**What to work on:**
Can you update the stretch from the line containing "Mark the region of every instance of the snow-covered hillside" through the line containing "20], [0, 20]]" by swapping "crest" for "ridge" and leaving every other character as it is?

== Records supplied

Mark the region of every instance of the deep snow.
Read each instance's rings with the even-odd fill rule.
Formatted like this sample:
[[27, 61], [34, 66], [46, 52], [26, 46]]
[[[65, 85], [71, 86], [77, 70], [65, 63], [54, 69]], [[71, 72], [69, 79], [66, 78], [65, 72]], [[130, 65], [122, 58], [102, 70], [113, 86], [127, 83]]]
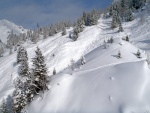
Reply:
[[27, 30], [22, 26], [17, 26], [8, 20], [0, 20], [0, 40], [3, 43], [7, 43], [7, 37], [13, 30], [13, 33], [19, 35], [20, 33], [26, 33]]
[[[141, 46], [148, 43], [150, 16], [144, 13], [147, 21], [140, 24], [140, 14], [134, 21], [123, 23], [123, 33], [118, 33], [118, 29], [111, 30], [111, 18], [101, 18], [98, 25], [86, 27], [75, 42], [68, 38], [70, 28], [65, 36], [58, 33], [37, 44], [25, 44], [30, 67], [34, 50], [39, 46], [46, 58], [49, 75], [54, 67], [58, 73], [51, 76], [50, 90], [45, 91], [43, 98], [37, 96], [27, 106], [28, 113], [150, 112], [150, 71], [145, 53], [149, 46]], [[122, 40], [126, 35], [130, 35], [132, 44]], [[107, 49], [104, 49], [104, 40], [112, 36], [114, 43], [107, 44]], [[138, 51], [136, 46], [144, 48], [140, 50], [140, 59], [134, 55]], [[116, 57], [118, 51], [121, 59]], [[68, 67], [70, 60], [79, 64], [84, 55], [86, 64], [76, 66], [72, 71]], [[12, 93], [17, 69], [15, 52], [0, 58], [0, 101]]]

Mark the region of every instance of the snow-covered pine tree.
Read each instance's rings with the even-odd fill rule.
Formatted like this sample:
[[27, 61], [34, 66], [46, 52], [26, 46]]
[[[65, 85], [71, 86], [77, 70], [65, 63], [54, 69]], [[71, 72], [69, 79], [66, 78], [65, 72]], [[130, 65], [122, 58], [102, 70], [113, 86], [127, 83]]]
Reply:
[[86, 63], [85, 57], [82, 56], [82, 58], [81, 58], [81, 65], [84, 65], [85, 63]]
[[119, 32], [123, 32], [123, 27], [122, 27], [122, 23], [121, 23], [120, 17], [119, 17], [119, 20], [118, 20], [118, 24], [119, 24]]
[[111, 37], [110, 40], [109, 40], [109, 42], [110, 42], [110, 43], [114, 43], [114, 38]]
[[54, 70], [53, 70], [53, 75], [56, 75], [56, 69], [54, 68]]
[[4, 54], [4, 44], [0, 40], [0, 57], [3, 57], [3, 54]]
[[73, 59], [71, 59], [70, 62], [71, 62], [71, 69], [74, 70], [75, 67], [76, 67], [76, 66], [75, 66], [75, 62], [74, 62]]
[[126, 41], [128, 41], [128, 42], [129, 42], [129, 36], [126, 36]]
[[24, 82], [24, 90], [27, 97], [27, 102], [30, 103], [34, 99], [34, 96], [36, 95], [33, 80], [31, 78], [28, 78]]
[[104, 48], [107, 49], [107, 43], [105, 40], [104, 40]]
[[111, 28], [114, 29], [118, 26], [117, 23], [117, 11], [113, 11], [113, 15], [112, 15], [112, 23], [111, 23]]
[[67, 34], [65, 26], [62, 28], [62, 33], [61, 34], [62, 34], [62, 36]]
[[8, 110], [7, 103], [6, 103], [5, 99], [3, 99], [3, 101], [2, 101], [0, 111], [1, 111], [1, 113], [9, 113], [9, 110]]
[[140, 50], [137, 51], [136, 55], [137, 55], [137, 58], [141, 58]]
[[118, 55], [117, 55], [118, 58], [121, 58], [121, 52], [118, 51]]
[[36, 85], [36, 92], [48, 90], [48, 74], [45, 64], [45, 58], [42, 55], [41, 50], [37, 47], [35, 51], [36, 55], [33, 58], [33, 83]]
[[30, 77], [30, 73], [29, 73], [29, 66], [28, 66], [28, 54], [25, 48], [22, 48], [21, 53], [20, 53], [20, 70], [19, 70], [19, 74], [22, 77]]
[[87, 14], [85, 11], [83, 11], [82, 19], [83, 19], [84, 24], [85, 24], [86, 26], [89, 25], [89, 24], [88, 24], [88, 21], [87, 21], [87, 17], [88, 17], [88, 14]]
[[128, 9], [126, 12], [126, 21], [134, 20], [134, 16], [131, 9]]
[[76, 26], [78, 33], [83, 31], [84, 25], [85, 25], [84, 20], [82, 18], [78, 19], [77, 26]]
[[92, 10], [90, 17], [91, 17], [90, 25], [96, 25], [98, 23], [98, 17], [95, 9]]
[[15, 91], [13, 92], [13, 103], [15, 113], [20, 113], [27, 105], [27, 96], [24, 89], [24, 83], [17, 78], [15, 83]]
[[73, 29], [73, 40], [76, 41], [78, 39], [78, 28], [75, 27]]

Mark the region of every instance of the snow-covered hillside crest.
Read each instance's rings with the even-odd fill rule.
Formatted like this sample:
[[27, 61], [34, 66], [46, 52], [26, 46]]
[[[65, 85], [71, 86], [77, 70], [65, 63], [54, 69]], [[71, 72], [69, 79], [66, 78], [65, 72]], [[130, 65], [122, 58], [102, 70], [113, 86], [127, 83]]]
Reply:
[[[36, 96], [26, 107], [27, 112], [149, 113], [150, 70], [145, 50], [149, 50], [150, 16], [145, 12], [147, 21], [141, 24], [140, 14], [135, 14], [134, 21], [123, 23], [124, 32], [110, 28], [112, 18], [100, 18], [97, 25], [85, 27], [77, 41], [68, 38], [70, 28], [66, 35], [57, 33], [37, 44], [24, 44], [30, 67], [38, 46], [51, 76], [49, 90]], [[122, 40], [127, 35], [131, 43]], [[111, 37], [114, 43], [107, 43]], [[86, 64], [81, 65], [83, 56]], [[70, 67], [72, 59], [77, 61], [74, 70]], [[56, 75], [52, 76], [54, 69]], [[16, 52], [0, 58], [0, 70], [2, 101], [14, 90], [13, 82], [18, 76]]]
[[0, 40], [3, 43], [7, 43], [7, 37], [12, 30], [13, 33], [16, 35], [27, 32], [27, 30], [24, 29], [22, 26], [17, 26], [16, 24], [8, 20], [0, 20]]

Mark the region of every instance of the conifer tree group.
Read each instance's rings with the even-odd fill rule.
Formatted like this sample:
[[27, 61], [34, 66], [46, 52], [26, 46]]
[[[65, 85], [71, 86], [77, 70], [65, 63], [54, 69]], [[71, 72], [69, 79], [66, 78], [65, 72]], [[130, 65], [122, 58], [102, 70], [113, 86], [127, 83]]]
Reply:
[[48, 90], [49, 80], [44, 56], [38, 47], [32, 60], [32, 71], [28, 66], [27, 51], [22, 46], [18, 49], [17, 62], [20, 64], [20, 76], [15, 81], [13, 108], [16, 113], [19, 113], [28, 103], [32, 102], [34, 96], [39, 94], [40, 91]]

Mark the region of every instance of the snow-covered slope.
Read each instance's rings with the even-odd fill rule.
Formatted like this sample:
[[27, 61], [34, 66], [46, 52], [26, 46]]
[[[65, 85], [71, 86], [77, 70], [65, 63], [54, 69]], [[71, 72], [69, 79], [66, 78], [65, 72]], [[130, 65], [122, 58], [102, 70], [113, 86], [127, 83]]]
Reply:
[[13, 33], [17, 35], [27, 32], [22, 26], [17, 26], [8, 20], [0, 20], [0, 40], [2, 40], [3, 43], [7, 43], [7, 37], [12, 30]]
[[[139, 24], [139, 14], [134, 21], [123, 23], [122, 33], [118, 33], [118, 29], [111, 30], [111, 18], [101, 18], [98, 25], [86, 27], [75, 42], [68, 38], [72, 31], [68, 29], [65, 36], [58, 33], [37, 44], [25, 44], [30, 67], [34, 50], [39, 46], [46, 58], [49, 75], [54, 67], [58, 73], [51, 76], [50, 90], [43, 98], [37, 96], [27, 106], [28, 113], [149, 112], [150, 70], [144, 51], [149, 50], [149, 46], [140, 50], [142, 58], [134, 54], [138, 50], [136, 46], [143, 49], [141, 40], [148, 39], [146, 30], [150, 26], [148, 21]], [[147, 13], [145, 16], [150, 17]], [[122, 40], [126, 35], [131, 36], [133, 45]], [[104, 49], [103, 42], [110, 37], [115, 38], [114, 43], [107, 44], [107, 49]], [[121, 59], [117, 58], [118, 51]], [[83, 55], [85, 65], [77, 66], [74, 71], [68, 68], [71, 59], [78, 61]], [[0, 101], [12, 93], [17, 70], [16, 53], [0, 58]]]
[[[124, 113], [145, 107], [150, 74], [145, 53], [138, 59], [136, 47], [121, 43], [116, 39], [107, 50], [100, 46], [86, 55], [85, 65], [53, 76], [51, 89], [30, 104], [29, 113]], [[118, 50], [121, 59], [115, 57]]]

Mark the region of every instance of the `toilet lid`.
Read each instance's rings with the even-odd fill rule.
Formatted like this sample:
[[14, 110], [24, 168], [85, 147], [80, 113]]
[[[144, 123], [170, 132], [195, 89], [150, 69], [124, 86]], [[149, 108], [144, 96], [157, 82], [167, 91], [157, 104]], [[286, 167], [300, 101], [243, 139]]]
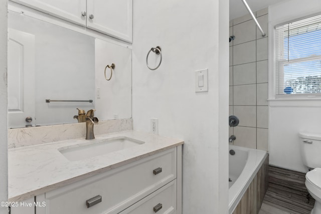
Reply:
[[305, 178], [310, 183], [321, 189], [321, 168], [315, 168], [308, 172], [305, 175]]

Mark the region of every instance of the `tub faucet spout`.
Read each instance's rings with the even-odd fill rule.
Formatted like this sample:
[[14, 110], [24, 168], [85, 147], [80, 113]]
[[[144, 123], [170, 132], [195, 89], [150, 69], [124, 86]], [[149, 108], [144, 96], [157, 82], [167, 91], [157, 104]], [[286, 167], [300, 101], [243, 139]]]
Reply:
[[231, 135], [231, 137], [229, 138], [229, 142], [232, 143], [233, 141], [235, 140], [236, 139], [236, 137], [235, 137], [235, 135]]

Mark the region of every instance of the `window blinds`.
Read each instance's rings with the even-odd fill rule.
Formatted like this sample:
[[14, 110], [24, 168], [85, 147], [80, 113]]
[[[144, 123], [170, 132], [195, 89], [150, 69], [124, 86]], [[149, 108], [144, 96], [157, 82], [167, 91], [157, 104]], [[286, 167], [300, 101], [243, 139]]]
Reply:
[[277, 95], [321, 93], [321, 15], [275, 28]]

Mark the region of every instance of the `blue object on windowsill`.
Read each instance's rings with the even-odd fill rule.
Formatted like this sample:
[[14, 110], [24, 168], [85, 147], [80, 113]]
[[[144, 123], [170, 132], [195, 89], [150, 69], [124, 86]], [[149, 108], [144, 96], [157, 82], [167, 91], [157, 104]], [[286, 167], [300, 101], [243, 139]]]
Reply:
[[283, 90], [285, 94], [291, 94], [293, 92], [293, 88], [291, 87], [287, 87]]

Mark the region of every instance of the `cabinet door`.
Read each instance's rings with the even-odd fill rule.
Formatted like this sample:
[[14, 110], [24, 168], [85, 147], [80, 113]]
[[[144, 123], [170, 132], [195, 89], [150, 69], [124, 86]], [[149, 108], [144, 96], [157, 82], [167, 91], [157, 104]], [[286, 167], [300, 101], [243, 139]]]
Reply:
[[9, 29], [8, 37], [8, 126], [34, 125], [36, 36]]
[[86, 0], [12, 0], [60, 19], [86, 25]]
[[87, 0], [87, 27], [131, 43], [132, 0]]
[[19, 202], [13, 202], [11, 214], [35, 214], [35, 197]]

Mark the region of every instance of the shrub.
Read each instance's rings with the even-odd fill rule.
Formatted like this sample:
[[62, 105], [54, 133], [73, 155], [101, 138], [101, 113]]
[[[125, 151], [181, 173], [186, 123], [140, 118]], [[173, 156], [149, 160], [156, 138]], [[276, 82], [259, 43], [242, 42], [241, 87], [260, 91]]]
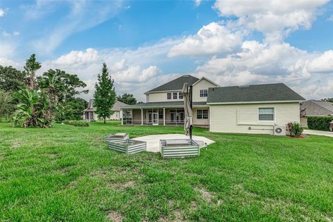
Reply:
[[307, 127], [310, 130], [330, 131], [330, 123], [333, 117], [308, 117]]
[[75, 126], [89, 126], [89, 123], [83, 121], [64, 121], [62, 122], [65, 124], [73, 125]]
[[298, 123], [289, 123], [287, 128], [291, 137], [299, 137], [303, 133], [303, 128]]

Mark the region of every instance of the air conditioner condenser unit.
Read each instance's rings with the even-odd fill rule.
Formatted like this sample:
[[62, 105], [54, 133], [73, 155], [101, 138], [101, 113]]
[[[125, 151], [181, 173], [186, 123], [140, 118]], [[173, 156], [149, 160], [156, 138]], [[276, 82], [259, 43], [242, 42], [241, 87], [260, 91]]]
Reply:
[[275, 136], [285, 136], [286, 126], [274, 126], [274, 135]]

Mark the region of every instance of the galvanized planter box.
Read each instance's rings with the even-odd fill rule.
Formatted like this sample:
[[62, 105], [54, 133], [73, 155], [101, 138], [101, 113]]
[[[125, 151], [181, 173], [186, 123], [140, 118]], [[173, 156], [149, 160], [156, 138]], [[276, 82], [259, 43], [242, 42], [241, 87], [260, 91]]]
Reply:
[[179, 140], [180, 143], [168, 144], [168, 140], [160, 140], [160, 151], [162, 158], [183, 158], [200, 155], [199, 145], [193, 139], [185, 139], [187, 144], [183, 143], [184, 139], [172, 140]]
[[130, 139], [128, 133], [112, 133], [107, 135], [103, 138], [104, 142], [109, 142], [115, 140], [123, 140]]
[[109, 148], [126, 154], [137, 153], [146, 149], [146, 143], [135, 139], [114, 140], [108, 142]]

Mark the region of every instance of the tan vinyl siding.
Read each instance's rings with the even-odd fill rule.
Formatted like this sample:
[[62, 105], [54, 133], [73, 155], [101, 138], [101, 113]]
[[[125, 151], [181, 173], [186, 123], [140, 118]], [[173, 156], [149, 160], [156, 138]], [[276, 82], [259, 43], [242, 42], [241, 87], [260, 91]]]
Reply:
[[300, 126], [307, 127], [307, 118], [305, 117], [300, 117]]
[[205, 102], [207, 97], [200, 97], [200, 89], [208, 89], [210, 87], [215, 87], [215, 85], [203, 78], [200, 82], [193, 86], [193, 101]]
[[[259, 121], [259, 108], [274, 108], [274, 121]], [[274, 124], [284, 126], [289, 122], [300, 122], [300, 104], [212, 105], [210, 117], [212, 132], [273, 134]]]

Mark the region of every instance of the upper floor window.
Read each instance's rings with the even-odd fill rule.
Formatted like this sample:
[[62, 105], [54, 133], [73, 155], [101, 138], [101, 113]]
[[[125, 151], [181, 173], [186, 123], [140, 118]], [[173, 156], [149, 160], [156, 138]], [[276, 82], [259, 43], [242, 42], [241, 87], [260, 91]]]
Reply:
[[197, 110], [196, 119], [208, 119], [208, 110]]
[[274, 108], [259, 108], [259, 121], [274, 121]]
[[166, 94], [166, 99], [171, 99], [171, 92], [168, 92]]
[[182, 94], [182, 92], [178, 92], [178, 98], [180, 99], [184, 99], [184, 95]]
[[200, 89], [200, 97], [207, 97], [208, 96], [208, 89]]

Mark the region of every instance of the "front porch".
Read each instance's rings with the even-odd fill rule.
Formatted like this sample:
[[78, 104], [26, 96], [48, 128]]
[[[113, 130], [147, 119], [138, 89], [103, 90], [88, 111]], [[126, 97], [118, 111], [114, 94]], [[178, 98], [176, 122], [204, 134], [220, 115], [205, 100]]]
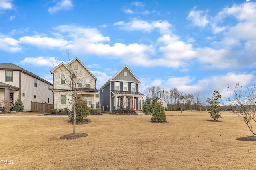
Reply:
[[114, 98], [113, 108], [129, 108], [142, 110], [144, 95], [138, 92], [111, 91]]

====

**Response to this exercise:**
Mark the region of every instance of the snow-covered hillside ridge.
Read each instance's rings with the even-odd fill rule.
Formatted like this sample:
[[27, 61], [34, 66], [46, 52], [26, 46]]
[[[65, 85], [71, 86], [77, 70], [65, 63], [54, 69]], [[71, 72], [69, 79], [66, 78], [65, 72]], [[130, 65], [122, 58], [102, 70], [113, 86], [127, 83]]]
Reply:
[[[36, 96], [26, 107], [27, 112], [149, 113], [150, 70], [145, 50], [149, 50], [150, 16], [145, 12], [147, 21], [141, 24], [140, 14], [135, 14], [134, 21], [123, 23], [124, 32], [110, 28], [112, 18], [100, 18], [97, 25], [85, 27], [77, 41], [68, 38], [70, 28], [66, 35], [57, 33], [37, 44], [24, 44], [30, 67], [38, 46], [51, 76], [49, 90]], [[122, 40], [127, 35], [131, 43]], [[111, 37], [114, 43], [107, 43]], [[86, 64], [81, 65], [83, 56]], [[70, 67], [72, 59], [77, 61], [74, 70]], [[56, 75], [52, 76], [54, 69]], [[16, 52], [0, 58], [0, 70], [2, 101], [14, 90], [13, 82], [18, 76]]]
[[0, 40], [3, 43], [7, 43], [7, 37], [12, 30], [13, 33], [16, 35], [27, 32], [27, 30], [24, 29], [22, 26], [17, 26], [16, 24], [8, 20], [0, 20]]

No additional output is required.